══ Listed entries ══

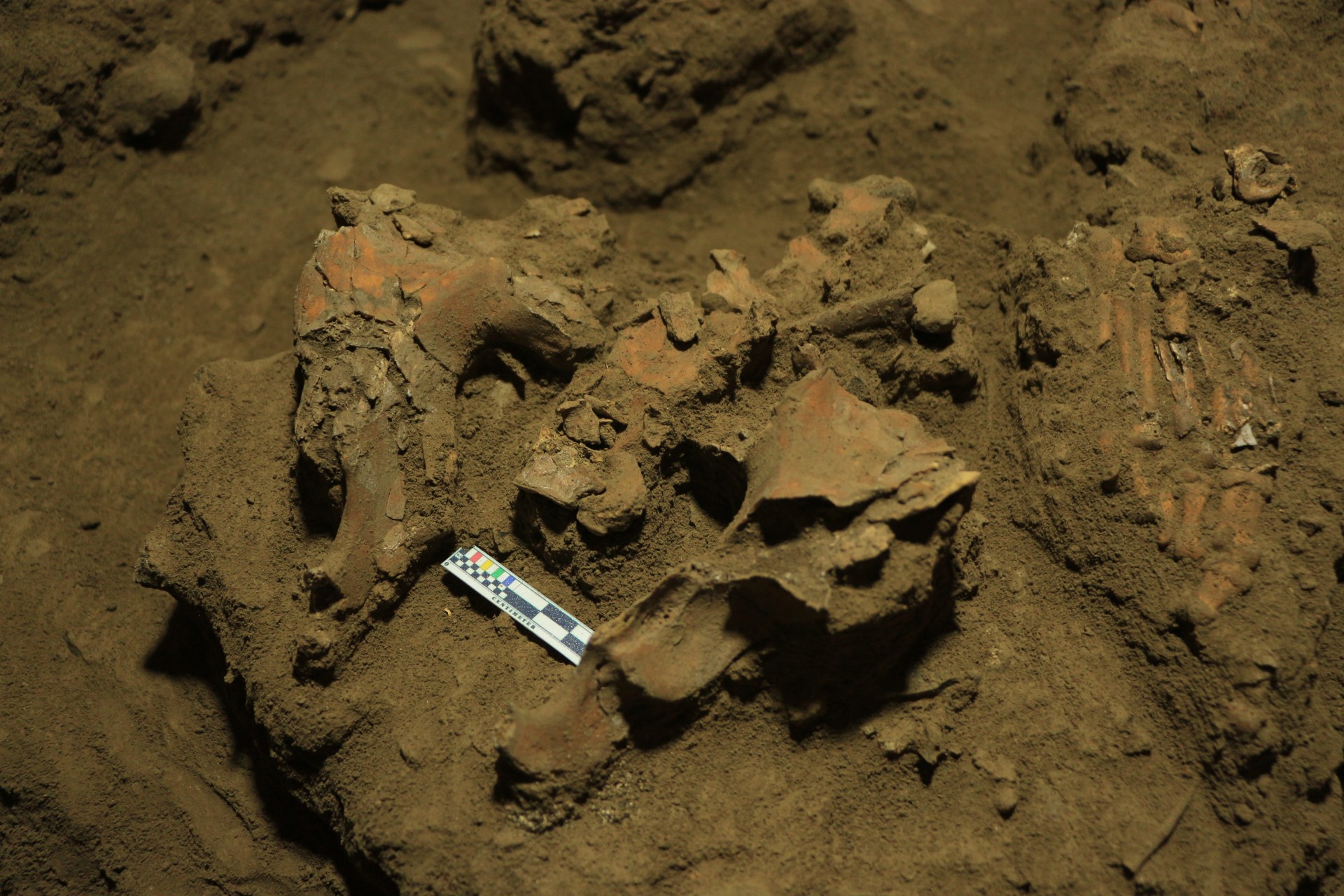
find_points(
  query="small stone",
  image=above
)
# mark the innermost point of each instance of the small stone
(1260, 175)
(680, 317)
(413, 230)
(806, 358)
(388, 199)
(581, 422)
(150, 92)
(936, 308)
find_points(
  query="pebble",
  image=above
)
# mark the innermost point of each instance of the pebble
(150, 92)
(680, 317)
(936, 308)
(388, 198)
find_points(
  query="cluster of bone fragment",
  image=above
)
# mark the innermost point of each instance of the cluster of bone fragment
(774, 394)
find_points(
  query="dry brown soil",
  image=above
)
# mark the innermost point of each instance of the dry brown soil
(1088, 722)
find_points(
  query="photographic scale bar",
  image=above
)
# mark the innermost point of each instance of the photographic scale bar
(530, 608)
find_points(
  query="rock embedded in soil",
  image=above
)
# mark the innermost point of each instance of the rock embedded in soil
(148, 93)
(631, 99)
(936, 308)
(834, 540)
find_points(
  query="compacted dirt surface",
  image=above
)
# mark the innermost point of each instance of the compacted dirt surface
(930, 412)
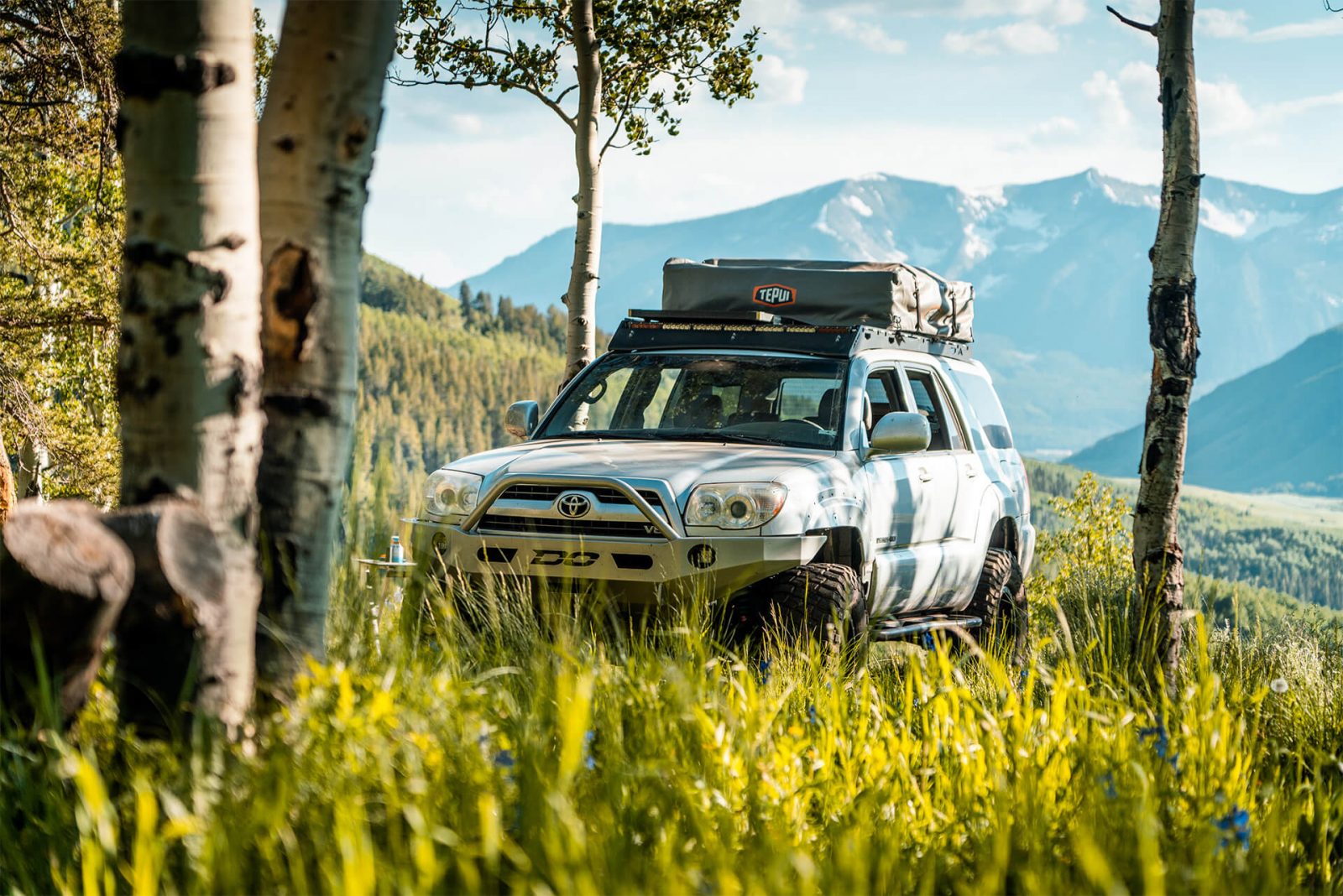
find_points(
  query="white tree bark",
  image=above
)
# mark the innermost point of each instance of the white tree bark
(588, 231)
(1158, 558)
(316, 152)
(190, 365)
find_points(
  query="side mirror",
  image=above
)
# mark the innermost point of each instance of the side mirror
(900, 432)
(521, 419)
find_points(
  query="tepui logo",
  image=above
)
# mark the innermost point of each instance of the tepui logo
(774, 294)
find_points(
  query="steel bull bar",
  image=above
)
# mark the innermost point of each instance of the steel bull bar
(662, 564)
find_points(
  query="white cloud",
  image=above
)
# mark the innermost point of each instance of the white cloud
(1222, 109)
(1056, 127)
(870, 34)
(1027, 38)
(1222, 23)
(1064, 13)
(779, 82)
(1049, 132)
(1138, 74)
(1110, 101)
(1322, 27)
(467, 125)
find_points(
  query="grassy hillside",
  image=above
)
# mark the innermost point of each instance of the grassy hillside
(561, 753)
(1276, 428)
(551, 754)
(1262, 544)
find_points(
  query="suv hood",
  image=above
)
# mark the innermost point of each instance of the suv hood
(680, 463)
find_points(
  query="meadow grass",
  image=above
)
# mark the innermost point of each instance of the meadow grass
(563, 753)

═══

Objective
Reproduce the data as a numbered list, from its beginning through the line containing "(1088, 722)". Omit blank lines and the pictures.

Task solution
1. find_points(
2.   query="small stone",
3.   image=above
4. )
5. # mark the innermost point of each instance of the small stone
6. (1260, 175)
7. (680, 317)
8. (413, 230)
9. (806, 358)
10. (388, 199)
11. (581, 422)
12. (150, 92)
13. (936, 308)
14. find_points(
15.   query="pebble",
16.   image=above
17. )
18. # mark the innermost point of each instance of the pebble
19. (150, 92)
20. (680, 317)
21. (936, 308)
22. (388, 198)
23. find_points(
24.   query="cluster of bone fragment",
25.   image=above
26. )
27. # mark the innermost point of each instance of the cluster of bone fragment
28. (774, 394)
29. find_points(
30.   query="dry brown soil",
31.   image=above
32. )
33. # mark the innermost point of each instance of the dry brown soil
34. (1088, 722)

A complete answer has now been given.